• [Compito da svolgere]: Restituisci, copiandolo parola per parola, il passo della recensione riportata più sotto che si apre con le parole contenenti "Riccardo Scamarcio, oramai" e si chiude con "nemico da ricostruire.".

• [Estratto]:
========================
Il testimone invisibile (2018) è il quarto lungometraggio del regista toscano Stefano Mordini.
Un cinema italiano discreto e volitivo, una sceneggiatura remake ma pur sempre frizzante o per meglio dire ansiogena.
Film in cui tutto è peculiarmente preciso. Nessun sbalzo, nessuna inutilità all’apparenza, nessun riscontro dei fatti. Tanti volti, tanti punti di visto, tante domande, risposte e aiuti, squilli di telefonino e posti angusti. Riprese da dietro, dall’alto, volti in obliquo e interrogatorio faccia a faccia seduti contro un tavolo ovale. Eppure qualcosa sugge subito senza sapere i testi e i racconti di tre mesi prima dell’interrogato. ‘È in anticipo all’appuntamento fissato…’ dice mentre vede una donna giudice dopo aver aperto la porta del suo appartamento. Ecco vi è un anticipo su un orario fissato che scopriamo nel durante non prima. E gli avvenimenti e flashback arrivano dopo accavallati secondo domande e orientamenti, visuali e sguardi, innocenti e assassini, nomi e incontri.
Un anticipo che può spiegare ma non sappiamo cosa. In dubbio che scompare mano a mano nella vicenda e durante l’interrogatorio di avvenimenti già di ieri e avantieri mentre l’oggi e il domani ancora non maturano tra morte e difesa di se stesso.
E l’incipit è già un punto di vista che da segnali oppure sviarci….Una morte, una caduta, un grido e una porta che potrebbe aprirsi, un soccorso e evidenze, forse mai abbastanza evidenti. Sangue e un vetro frantumato. Sguardi e stanze piene di vuoti e silenzi testimoni.
Riccardo Scamarcio, oramai ha un suo fascino da faccia da schiaffi, oramai ha il viso scolpito per certi personaggi, dal trombare di loro, al…..fino al innocente riccone e spavaldo di un nemico da ricostruire.
========================
• [Dati estratti]:

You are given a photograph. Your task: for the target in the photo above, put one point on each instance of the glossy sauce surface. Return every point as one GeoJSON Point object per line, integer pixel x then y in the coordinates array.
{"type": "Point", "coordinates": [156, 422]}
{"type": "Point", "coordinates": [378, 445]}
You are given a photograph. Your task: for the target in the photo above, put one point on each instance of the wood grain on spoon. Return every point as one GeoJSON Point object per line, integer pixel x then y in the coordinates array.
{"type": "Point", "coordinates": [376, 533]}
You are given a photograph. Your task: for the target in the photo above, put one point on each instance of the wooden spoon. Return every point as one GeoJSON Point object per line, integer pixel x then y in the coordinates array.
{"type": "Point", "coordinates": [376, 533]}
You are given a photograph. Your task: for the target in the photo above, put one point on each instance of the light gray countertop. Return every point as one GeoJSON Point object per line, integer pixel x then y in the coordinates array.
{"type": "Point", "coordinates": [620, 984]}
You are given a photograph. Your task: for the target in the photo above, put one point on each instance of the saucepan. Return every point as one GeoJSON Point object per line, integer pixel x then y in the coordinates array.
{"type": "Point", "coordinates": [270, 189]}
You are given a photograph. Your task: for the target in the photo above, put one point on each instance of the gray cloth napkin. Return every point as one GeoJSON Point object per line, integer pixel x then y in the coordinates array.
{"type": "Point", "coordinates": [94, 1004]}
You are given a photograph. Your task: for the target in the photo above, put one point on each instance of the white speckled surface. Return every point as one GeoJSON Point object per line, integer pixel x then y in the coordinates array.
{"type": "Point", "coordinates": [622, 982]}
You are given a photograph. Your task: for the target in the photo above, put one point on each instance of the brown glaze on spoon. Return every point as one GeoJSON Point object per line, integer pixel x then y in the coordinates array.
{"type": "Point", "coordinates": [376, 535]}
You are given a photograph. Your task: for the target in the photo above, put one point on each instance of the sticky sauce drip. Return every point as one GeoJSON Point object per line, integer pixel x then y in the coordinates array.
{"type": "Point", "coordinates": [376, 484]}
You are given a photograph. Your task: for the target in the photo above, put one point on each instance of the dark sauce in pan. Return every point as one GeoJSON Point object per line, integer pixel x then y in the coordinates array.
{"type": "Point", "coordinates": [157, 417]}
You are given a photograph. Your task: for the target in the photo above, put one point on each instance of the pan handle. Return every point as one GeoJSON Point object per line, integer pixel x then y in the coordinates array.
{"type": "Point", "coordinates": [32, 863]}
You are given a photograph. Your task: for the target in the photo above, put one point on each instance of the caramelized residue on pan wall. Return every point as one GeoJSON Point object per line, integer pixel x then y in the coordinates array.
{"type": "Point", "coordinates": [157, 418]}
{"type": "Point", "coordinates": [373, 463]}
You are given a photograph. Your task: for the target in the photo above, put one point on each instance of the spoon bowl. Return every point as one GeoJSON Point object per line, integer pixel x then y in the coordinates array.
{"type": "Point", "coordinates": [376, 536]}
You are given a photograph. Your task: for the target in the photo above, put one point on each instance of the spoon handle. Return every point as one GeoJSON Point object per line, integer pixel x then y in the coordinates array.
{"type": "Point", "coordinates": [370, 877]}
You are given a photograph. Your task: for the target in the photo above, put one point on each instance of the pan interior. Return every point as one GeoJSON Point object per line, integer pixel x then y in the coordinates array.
========================
• [Risultato del compito]:
Riccardo Scamarcio, oramai ha un suo fascino da faccia da schiaffi, oramai ha il viso scolpito per certi personaggi, dal trombare di loro, al…..fino al innocente riccone e spavaldo di un nemico da ricostruire.